■ PASSAGE SHOWN

This will be my last post in this forum, at least for a while.

I’ve come to realize that caring for an infant full-time doesn’t leave a lot of extra wiggle room in my day to do much of anything else. The part-time work I’m doing these days from home is squeezed into the often-unpredictable nap schedule of my rapidly-changing 6 month old (time, I’m told, that I’m somehow supposed to be sleeping myself).

A somewhat gratuitous photo of my 6-month-old.
An admittedly-gratuitous photo of my 6-month-old.

But as I sit at my desk typing these words in the early morning hours while my husband takes the baby out for a walk before heading to his office, I realize that really time constraints, 3 a.m. feedings and the other obstacles to getting anything done but care for a small human being are but one part of the challenges standing in the way of my monthly obligation here.

The other overarching consideration, the one that leaves me who could once list 20 ideas for essays on biking off the top of my head panicking as a deadline nears, that makes me feel a bit silly attempting to offer up meaningful insights on commuting by bike when my turn rolls around, is that, I’m more than a little embarrassed to admit, I really haven’t been riding my bike much at all lately.

For all my swagger about biking while pregnant, my expectation of doing things differently from most, my silent judgment about so many things that other parents do that I vowed not to repeat after having a child of my own, I’ve fallen into the trap of so many others in this car-centric landscape of ours and become far too familiar with the curve of my car seat, the feel of my keys between my fingers.

To my amazement, I can count just three occasions in which I’ve been on my bike in the past six months. And even as I do a good bit of walking around my neighborhood, more than I used to even, and am very thankful to live in a place that affords me the chance to do most of what I need to do on foot, this is the most car-dependent I’ve been in a very long time.

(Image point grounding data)

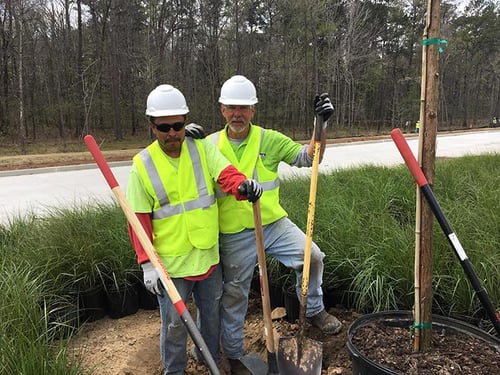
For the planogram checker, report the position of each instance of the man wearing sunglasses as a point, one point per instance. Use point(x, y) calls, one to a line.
point(171, 188)
point(257, 152)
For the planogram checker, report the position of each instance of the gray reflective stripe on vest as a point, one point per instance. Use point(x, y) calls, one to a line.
point(266, 186)
point(166, 209)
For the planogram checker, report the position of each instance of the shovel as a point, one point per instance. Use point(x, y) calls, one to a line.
point(167, 282)
point(272, 366)
point(302, 355)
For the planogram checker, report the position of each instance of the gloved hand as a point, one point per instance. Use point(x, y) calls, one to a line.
point(194, 131)
point(250, 189)
point(323, 107)
point(151, 278)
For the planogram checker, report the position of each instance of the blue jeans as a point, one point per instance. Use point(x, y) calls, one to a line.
point(283, 240)
point(173, 334)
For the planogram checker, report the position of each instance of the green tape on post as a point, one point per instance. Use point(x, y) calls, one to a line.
point(431, 41)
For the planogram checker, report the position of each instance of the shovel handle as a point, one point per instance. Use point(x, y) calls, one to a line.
point(145, 241)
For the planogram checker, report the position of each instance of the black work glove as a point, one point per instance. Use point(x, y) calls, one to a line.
point(250, 189)
point(194, 131)
point(323, 107)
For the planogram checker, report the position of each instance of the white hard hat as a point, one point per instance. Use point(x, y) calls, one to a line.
point(166, 100)
point(238, 90)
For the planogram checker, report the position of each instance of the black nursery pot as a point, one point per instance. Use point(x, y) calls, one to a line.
point(147, 300)
point(361, 365)
point(93, 304)
point(63, 320)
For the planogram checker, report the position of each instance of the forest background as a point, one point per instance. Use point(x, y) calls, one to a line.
point(73, 67)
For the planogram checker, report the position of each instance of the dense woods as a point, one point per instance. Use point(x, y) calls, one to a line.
point(72, 67)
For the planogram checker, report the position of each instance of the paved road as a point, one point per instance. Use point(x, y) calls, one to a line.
point(38, 190)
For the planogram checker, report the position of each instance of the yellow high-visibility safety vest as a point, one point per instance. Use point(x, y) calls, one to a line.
point(235, 216)
point(185, 213)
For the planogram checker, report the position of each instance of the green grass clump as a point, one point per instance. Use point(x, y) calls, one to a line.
point(44, 262)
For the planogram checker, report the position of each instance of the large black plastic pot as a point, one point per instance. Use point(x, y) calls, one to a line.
point(361, 365)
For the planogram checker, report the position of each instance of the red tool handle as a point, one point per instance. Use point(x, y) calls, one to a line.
point(408, 157)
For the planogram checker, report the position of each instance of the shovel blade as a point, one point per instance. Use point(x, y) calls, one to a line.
point(294, 359)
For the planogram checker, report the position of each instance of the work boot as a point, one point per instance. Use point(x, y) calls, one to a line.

■ WHAT YOU SHOULD DO
Summarize the forum post in two sentences. The items have no connection to the post and serve as separate material.

■ OUTPUT OF THE EXERCISE
The writer announces that this will be their last post in the forum for a while, because full-time care of a 6-month-old leaves little room for anything else. The writer also admits to having been on a bike only three times in the past six months and to being more car-dependent than in a very long time.